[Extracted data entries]
■ ■ ■ ■

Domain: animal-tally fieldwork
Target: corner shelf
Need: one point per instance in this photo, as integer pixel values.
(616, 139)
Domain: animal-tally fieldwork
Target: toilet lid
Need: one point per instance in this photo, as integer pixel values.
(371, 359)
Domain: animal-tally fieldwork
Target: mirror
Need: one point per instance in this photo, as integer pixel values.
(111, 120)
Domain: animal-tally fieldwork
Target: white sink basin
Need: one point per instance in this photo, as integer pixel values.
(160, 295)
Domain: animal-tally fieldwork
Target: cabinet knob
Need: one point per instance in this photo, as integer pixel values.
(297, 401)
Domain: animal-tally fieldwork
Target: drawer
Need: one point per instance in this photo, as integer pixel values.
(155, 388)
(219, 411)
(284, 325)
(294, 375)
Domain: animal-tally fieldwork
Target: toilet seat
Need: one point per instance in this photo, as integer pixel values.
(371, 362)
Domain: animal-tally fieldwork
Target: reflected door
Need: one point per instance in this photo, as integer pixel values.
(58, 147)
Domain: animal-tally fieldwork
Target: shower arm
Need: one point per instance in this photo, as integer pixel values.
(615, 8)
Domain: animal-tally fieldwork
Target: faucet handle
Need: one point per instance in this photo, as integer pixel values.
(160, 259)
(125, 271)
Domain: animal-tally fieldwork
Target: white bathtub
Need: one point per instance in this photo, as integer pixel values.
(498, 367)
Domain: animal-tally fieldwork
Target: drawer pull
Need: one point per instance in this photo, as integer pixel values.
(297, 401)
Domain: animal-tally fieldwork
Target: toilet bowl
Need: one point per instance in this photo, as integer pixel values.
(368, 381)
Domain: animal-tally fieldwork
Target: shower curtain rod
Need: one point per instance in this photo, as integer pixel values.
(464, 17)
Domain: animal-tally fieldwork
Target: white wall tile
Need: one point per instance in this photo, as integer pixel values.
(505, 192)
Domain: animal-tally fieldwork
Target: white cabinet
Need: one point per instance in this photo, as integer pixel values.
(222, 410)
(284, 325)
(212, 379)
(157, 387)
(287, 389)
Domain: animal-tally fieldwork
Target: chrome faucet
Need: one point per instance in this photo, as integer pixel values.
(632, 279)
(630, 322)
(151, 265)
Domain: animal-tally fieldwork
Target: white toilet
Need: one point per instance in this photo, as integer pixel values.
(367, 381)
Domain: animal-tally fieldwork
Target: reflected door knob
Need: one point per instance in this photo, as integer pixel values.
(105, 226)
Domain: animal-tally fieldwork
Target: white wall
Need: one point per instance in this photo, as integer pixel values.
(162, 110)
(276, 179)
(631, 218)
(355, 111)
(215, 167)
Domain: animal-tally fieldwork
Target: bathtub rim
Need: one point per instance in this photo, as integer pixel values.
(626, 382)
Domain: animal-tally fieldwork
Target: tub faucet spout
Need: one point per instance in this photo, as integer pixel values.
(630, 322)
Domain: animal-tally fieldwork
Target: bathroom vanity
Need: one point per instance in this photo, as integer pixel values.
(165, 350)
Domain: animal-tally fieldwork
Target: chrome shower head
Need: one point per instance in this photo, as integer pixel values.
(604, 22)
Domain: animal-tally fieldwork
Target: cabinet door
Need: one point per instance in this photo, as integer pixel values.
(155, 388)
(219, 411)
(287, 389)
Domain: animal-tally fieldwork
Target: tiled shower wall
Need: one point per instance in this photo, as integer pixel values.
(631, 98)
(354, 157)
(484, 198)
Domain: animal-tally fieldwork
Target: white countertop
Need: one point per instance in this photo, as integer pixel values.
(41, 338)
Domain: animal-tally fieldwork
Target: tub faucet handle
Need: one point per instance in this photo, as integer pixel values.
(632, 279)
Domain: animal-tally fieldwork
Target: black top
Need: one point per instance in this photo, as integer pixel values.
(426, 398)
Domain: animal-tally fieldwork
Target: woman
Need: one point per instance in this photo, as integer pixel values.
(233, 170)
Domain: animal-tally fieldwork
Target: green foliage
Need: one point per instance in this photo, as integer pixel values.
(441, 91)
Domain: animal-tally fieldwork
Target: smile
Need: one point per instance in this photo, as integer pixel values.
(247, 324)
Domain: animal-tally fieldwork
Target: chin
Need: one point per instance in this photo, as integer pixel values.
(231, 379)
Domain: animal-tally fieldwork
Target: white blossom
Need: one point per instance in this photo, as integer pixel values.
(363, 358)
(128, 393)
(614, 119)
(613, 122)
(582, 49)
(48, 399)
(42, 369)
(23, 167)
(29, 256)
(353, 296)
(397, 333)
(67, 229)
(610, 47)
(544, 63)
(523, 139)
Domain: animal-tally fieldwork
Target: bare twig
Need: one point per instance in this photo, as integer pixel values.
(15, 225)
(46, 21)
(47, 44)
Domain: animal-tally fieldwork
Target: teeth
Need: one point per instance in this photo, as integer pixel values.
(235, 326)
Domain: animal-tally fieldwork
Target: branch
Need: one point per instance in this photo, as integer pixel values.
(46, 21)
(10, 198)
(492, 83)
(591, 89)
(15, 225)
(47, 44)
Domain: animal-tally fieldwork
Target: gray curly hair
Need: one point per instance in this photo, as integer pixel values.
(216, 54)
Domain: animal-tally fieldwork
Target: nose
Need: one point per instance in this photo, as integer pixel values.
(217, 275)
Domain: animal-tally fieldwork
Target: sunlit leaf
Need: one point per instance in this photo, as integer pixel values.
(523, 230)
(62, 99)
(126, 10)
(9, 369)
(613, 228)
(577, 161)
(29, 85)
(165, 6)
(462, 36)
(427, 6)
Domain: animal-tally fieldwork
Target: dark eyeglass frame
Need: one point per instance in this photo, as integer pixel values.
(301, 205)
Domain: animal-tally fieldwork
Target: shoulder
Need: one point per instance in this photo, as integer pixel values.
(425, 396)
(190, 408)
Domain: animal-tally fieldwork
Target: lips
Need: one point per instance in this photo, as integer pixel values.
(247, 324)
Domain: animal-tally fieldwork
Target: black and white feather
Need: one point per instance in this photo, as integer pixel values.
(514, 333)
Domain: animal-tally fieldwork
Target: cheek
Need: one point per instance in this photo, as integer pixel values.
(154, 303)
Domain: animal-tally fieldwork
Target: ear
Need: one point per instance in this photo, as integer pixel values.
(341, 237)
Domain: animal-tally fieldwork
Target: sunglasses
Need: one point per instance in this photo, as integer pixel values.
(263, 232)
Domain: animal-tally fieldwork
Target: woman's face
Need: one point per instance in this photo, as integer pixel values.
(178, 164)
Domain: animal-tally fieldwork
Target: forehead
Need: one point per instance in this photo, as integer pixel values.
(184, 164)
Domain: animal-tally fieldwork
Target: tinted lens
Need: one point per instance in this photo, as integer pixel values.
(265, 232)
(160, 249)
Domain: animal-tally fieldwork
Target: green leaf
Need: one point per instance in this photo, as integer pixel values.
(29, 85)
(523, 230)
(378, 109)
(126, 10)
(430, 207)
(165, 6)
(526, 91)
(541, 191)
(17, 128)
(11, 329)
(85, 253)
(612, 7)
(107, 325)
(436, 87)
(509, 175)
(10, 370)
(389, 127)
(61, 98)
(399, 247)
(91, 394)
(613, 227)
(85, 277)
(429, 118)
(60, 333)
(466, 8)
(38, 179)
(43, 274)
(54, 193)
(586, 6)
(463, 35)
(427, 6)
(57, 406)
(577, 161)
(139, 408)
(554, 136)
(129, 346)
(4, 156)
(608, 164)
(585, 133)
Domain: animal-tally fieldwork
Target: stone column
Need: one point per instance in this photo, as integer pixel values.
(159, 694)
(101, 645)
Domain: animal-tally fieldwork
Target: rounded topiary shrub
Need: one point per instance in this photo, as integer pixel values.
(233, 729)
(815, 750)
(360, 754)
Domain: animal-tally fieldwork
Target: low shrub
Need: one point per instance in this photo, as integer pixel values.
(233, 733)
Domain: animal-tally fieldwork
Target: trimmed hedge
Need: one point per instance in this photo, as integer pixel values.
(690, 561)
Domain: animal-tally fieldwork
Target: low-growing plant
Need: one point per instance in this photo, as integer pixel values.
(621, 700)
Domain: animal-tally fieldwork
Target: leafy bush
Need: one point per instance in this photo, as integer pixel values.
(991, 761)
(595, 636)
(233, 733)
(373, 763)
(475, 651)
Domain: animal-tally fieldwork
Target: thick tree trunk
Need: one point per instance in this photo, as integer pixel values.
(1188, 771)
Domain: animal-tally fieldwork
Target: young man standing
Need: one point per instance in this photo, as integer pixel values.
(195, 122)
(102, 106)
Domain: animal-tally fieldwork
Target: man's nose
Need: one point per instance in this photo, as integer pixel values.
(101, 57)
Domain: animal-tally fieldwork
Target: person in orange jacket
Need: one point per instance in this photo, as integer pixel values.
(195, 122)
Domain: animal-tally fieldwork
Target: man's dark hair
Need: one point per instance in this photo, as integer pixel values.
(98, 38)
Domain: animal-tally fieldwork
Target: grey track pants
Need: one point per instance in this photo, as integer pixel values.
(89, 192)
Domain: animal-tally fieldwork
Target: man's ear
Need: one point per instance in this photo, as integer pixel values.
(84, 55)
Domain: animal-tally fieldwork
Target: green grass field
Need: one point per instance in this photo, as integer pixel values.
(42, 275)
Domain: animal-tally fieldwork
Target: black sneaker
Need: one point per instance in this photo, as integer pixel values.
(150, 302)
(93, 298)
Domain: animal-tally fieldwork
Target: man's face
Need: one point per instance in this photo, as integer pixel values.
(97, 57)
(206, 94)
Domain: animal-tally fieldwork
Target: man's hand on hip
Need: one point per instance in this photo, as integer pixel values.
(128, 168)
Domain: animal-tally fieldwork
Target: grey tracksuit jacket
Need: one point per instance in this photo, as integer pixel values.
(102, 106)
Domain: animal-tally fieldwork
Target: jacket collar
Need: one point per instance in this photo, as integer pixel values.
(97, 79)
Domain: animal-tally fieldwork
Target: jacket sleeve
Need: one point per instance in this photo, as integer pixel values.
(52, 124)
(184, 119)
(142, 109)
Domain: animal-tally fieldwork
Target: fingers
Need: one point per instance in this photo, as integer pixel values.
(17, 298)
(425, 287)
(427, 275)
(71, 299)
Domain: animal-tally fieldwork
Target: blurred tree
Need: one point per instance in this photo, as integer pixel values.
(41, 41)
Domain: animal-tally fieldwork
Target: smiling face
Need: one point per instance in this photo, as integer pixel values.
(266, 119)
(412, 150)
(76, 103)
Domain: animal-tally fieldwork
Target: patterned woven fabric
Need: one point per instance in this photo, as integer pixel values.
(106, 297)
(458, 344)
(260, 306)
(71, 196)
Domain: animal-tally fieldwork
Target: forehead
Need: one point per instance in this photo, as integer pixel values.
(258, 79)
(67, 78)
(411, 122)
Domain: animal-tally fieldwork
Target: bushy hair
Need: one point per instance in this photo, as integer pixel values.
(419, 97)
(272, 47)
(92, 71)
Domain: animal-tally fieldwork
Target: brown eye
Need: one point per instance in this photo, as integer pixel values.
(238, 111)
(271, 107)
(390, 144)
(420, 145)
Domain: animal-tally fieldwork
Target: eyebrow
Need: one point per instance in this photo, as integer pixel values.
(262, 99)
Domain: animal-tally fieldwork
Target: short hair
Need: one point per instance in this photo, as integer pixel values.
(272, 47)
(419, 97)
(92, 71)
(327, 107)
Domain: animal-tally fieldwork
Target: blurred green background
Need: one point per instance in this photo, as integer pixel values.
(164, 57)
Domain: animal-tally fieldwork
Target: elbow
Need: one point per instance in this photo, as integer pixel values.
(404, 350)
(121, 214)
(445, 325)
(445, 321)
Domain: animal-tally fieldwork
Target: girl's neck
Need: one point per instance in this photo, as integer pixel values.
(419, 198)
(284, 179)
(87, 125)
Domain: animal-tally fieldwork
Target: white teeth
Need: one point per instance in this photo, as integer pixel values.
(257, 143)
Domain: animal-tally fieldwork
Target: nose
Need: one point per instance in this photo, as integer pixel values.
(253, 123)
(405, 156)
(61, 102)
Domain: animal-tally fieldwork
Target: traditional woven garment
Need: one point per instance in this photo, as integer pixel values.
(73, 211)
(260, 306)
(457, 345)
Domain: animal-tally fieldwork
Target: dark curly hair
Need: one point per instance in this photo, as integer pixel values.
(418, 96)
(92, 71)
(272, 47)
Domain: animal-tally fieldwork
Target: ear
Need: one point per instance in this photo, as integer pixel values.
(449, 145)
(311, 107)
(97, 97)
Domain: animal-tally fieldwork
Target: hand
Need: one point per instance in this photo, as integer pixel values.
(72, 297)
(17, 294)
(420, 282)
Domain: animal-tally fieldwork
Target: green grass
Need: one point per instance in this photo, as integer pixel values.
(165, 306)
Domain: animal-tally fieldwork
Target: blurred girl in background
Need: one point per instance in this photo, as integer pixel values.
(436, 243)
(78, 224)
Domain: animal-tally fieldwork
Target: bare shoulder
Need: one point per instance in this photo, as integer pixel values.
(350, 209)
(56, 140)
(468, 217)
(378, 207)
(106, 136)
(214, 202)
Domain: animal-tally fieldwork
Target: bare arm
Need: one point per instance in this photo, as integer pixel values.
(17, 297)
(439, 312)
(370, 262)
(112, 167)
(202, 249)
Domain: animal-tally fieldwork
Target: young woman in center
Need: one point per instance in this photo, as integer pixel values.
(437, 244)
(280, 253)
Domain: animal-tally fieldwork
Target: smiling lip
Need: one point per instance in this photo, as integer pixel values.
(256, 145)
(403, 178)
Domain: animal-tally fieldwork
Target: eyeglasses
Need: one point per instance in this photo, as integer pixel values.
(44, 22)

■ ■ ■ ■

#### [WHAT IS BEING ASKED]
Whenever a line in the records contains the word "dark", copy that line.

#### [EXERCISE ANSWER]
Target: dark eyeglass frame
Target: man's dark hair
Target: dark curly hair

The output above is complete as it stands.